======== EXCERPTED TEXT

- Born: Colorado
- Education: University of Chicago Yale University University of Wisconsin
- Scientific career
- Workplaces: Harvard University Massachusetts Institute of Technology
- Thesis: Design and development of quinone catalysts for aerobic C-N bond dehydrogenation reactions (2015)

= Alison Wendlandt =

American chemist

Alison Wendlandt is an American chemist who is an associate professor at the Massachusetts Institute of Technology. Her research considers the development of catalysts for organic synthesis.

== Early life and education ==
Wendlandt is from Colorado. She earned her bachelor's degree in chemistry at the University of Chicago. She acquired her master's degree at Yale University. Her graduate research initially considered chemical biology: how certain molecules interact human health. During her research she became more interested in reaction processes and what she could do to make them more efficient. She moved to Wisconsin for her doctoral studies, where she worked alongside Shannon Stahl on the development of catalysts that mediate amine oxidation. She then joined Harvard University as a postdoctoral fellow working alongside Eric Jacobsen.

== Research and career ==
In 2018, Wendlandt joined the department of chemistry at Massachusetts Institute of Technology. She works on the development of catalysts for organic chemistry. In particular, she develops dual catalysts for selective synthesis. Wendlandt used an enzyme from Streptomyces fradiae to drive the conversion of rare sugar isomers. This simple one-site reaction allowed for the conversion of D-Glucose to D-allose (a potential candidate for low-calorie sweeteners) with a 40% yield.

Wendlandt showed that a combination of polyanionic tungsten and disulfide could be used to drive enantioselective reactions. The dual catalyst approach allowed her to make a breakthrough in alkene isomerization, making it possible to precisely control the interconversion of alkene regioisomers.

== Awards and honors ==
- 2019 Cecil and Ida Green Career Development Professorship
- 2020 Thieme Medical Publishers Chemistry Journal Award
- 2021 Beckman Young Investigators Award
- 2021 National Institutes of Health New Innovator Award

== Personal life ==
Wendlandt is queer, and was included as one of Chemical & Engineering News Trailblazers in 2021. In an interview, Wendlandt described her experience of being LGBTQ+ in science: "I think being different, whatever that means — in my case, being LGBTQ — has been like a superpower."

================
======== STORED DATA

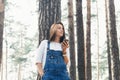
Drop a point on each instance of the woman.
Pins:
(53, 55)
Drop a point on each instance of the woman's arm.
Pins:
(65, 45)
(40, 70)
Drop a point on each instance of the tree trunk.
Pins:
(98, 73)
(49, 13)
(19, 71)
(114, 42)
(88, 42)
(80, 40)
(108, 44)
(1, 28)
(71, 40)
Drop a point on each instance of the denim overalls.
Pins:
(55, 67)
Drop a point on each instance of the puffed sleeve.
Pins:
(40, 52)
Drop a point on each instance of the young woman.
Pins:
(53, 55)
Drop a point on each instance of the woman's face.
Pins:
(59, 30)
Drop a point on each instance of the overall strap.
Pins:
(48, 47)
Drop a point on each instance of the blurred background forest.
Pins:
(92, 27)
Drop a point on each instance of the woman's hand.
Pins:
(40, 70)
(65, 45)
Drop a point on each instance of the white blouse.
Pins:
(42, 51)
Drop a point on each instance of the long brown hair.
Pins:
(53, 29)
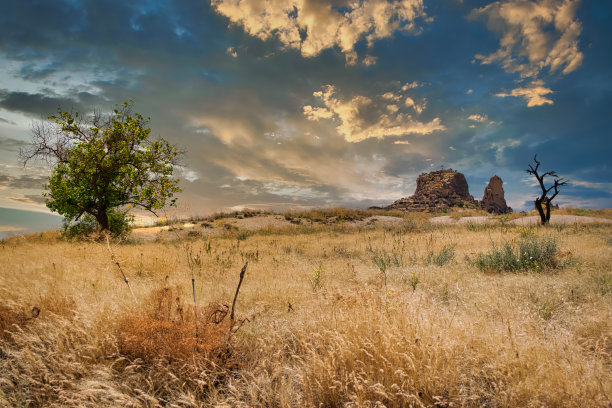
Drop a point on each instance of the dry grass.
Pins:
(418, 334)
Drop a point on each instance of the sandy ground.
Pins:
(217, 227)
(554, 219)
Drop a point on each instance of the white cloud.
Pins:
(231, 51)
(501, 146)
(478, 118)
(534, 35)
(312, 26)
(362, 118)
(534, 94)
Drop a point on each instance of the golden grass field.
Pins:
(318, 323)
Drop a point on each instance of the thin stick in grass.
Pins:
(116, 261)
(242, 272)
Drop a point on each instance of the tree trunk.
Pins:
(102, 218)
(538, 205)
(548, 210)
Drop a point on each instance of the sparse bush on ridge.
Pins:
(87, 225)
(320, 332)
(529, 253)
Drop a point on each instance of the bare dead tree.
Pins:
(543, 202)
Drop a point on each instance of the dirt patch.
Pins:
(561, 219)
(531, 220)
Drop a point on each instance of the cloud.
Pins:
(10, 144)
(10, 122)
(534, 35)
(534, 94)
(312, 26)
(478, 118)
(22, 182)
(40, 104)
(31, 199)
(361, 117)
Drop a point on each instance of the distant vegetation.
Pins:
(333, 313)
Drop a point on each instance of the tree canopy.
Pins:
(543, 202)
(104, 162)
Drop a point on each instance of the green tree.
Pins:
(104, 163)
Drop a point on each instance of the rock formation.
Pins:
(435, 191)
(493, 200)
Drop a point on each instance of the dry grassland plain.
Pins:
(330, 315)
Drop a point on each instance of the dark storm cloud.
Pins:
(11, 145)
(33, 104)
(10, 122)
(235, 102)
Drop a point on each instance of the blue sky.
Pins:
(301, 103)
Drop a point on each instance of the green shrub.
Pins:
(529, 253)
(119, 225)
(446, 255)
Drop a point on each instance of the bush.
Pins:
(446, 254)
(119, 224)
(529, 253)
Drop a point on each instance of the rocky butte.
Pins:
(435, 191)
(493, 200)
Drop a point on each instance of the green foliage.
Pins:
(106, 164)
(443, 257)
(529, 253)
(316, 280)
(119, 225)
(413, 280)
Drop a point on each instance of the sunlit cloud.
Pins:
(361, 117)
(534, 94)
(478, 118)
(534, 35)
(313, 26)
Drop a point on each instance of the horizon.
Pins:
(319, 104)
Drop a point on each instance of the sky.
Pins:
(310, 103)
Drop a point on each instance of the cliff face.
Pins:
(437, 190)
(493, 200)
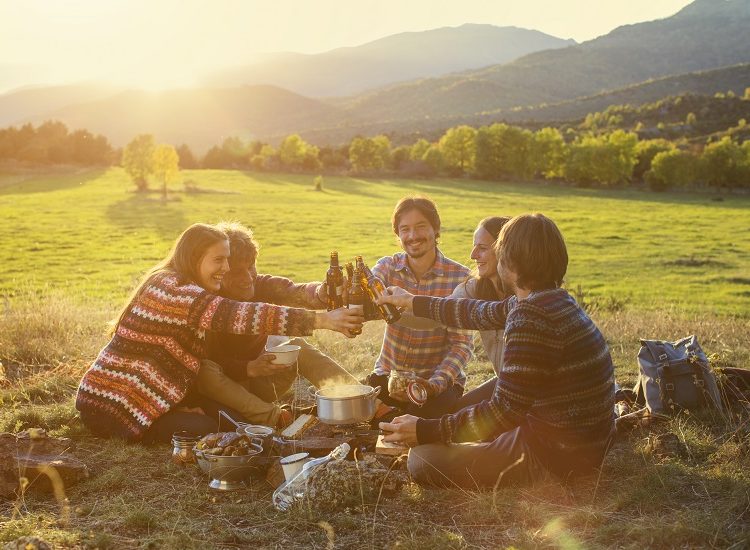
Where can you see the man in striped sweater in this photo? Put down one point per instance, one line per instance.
(552, 410)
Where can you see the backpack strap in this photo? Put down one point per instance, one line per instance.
(699, 379)
(657, 353)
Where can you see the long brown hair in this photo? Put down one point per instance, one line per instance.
(484, 287)
(533, 247)
(183, 260)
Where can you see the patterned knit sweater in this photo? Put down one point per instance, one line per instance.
(556, 381)
(156, 351)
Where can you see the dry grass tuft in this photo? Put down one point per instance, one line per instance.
(40, 330)
(136, 497)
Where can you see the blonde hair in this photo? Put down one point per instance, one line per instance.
(484, 289)
(183, 260)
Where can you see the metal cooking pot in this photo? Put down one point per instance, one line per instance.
(227, 473)
(346, 404)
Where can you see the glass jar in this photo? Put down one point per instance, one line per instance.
(182, 448)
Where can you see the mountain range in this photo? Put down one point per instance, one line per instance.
(703, 48)
(395, 58)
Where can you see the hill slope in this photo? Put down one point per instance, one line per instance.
(201, 118)
(404, 56)
(704, 35)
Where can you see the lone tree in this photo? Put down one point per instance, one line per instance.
(138, 160)
(166, 165)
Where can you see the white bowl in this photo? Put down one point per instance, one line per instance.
(286, 354)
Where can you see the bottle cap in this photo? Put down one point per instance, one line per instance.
(417, 393)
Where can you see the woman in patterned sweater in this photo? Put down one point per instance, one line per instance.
(137, 385)
(485, 284)
(552, 408)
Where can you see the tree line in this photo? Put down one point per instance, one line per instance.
(494, 152)
(501, 152)
(52, 143)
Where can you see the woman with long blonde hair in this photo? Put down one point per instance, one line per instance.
(485, 284)
(136, 387)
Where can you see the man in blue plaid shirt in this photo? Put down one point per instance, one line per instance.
(414, 347)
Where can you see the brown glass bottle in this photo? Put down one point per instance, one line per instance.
(376, 288)
(335, 283)
(371, 309)
(356, 294)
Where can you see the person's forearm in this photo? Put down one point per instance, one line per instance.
(452, 365)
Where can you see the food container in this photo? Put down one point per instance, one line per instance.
(228, 473)
(182, 448)
(286, 354)
(263, 433)
(345, 404)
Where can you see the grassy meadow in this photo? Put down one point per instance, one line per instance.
(89, 233)
(648, 265)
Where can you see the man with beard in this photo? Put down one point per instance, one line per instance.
(552, 409)
(427, 352)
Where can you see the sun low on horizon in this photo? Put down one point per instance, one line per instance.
(169, 44)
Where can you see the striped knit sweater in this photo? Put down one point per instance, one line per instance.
(556, 381)
(154, 355)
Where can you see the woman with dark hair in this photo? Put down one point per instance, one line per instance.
(137, 386)
(485, 284)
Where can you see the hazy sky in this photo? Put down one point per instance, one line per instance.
(165, 43)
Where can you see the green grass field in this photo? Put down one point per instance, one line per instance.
(88, 232)
(651, 265)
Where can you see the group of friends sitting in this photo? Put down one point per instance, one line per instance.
(192, 338)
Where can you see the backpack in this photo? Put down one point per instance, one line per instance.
(675, 376)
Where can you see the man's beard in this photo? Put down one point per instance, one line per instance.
(420, 251)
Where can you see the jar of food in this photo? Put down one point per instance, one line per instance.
(407, 386)
(182, 448)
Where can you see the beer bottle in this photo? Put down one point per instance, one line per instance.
(371, 311)
(335, 283)
(356, 294)
(375, 288)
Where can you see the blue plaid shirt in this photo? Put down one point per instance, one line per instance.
(438, 354)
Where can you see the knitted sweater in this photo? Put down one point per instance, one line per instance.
(556, 381)
(156, 351)
(233, 351)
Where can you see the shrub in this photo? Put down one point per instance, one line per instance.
(672, 168)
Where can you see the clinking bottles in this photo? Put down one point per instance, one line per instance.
(356, 294)
(294, 490)
(375, 288)
(335, 283)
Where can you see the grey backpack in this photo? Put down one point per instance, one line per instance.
(675, 376)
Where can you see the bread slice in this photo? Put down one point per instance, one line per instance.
(298, 427)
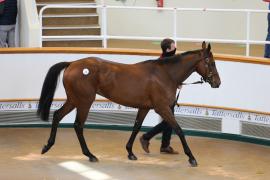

================

> LIST OF TASKS
- a) Rewrite the paragraph of the Alison Wendlandt article that begins "In 2018, Wendlandt joined" as a short bulleted list that keeps its main facts.
- b) Quote the Alison Wendlandt article word for word from "Wendlandt showed that" to "of alkene regioisomers.".

> TASK-BY-TASK OUTPUTS
- a)
- Joined MIT's chemistry department in 2018.
- Develops catalysts for organic chemistry, especially dual catalysts for selective synthesis.
- Used an enzyme from Streptomyces fradiae to drive the conversion of rare sugar isomers.
- This simple one-site reaction converted D-Glucose to D-allose, a potential low-calorie sweetener, with a 40% yield.

- b)
Wendlandt showed that a combination of polyanionic tungsten and disulfide could be used to drive enantioselective reactions. The dual catalyst approach allowed her to make a breakthrough in alkene isomerization, making it possible to precisely control the interconversion of alkene regioisomers.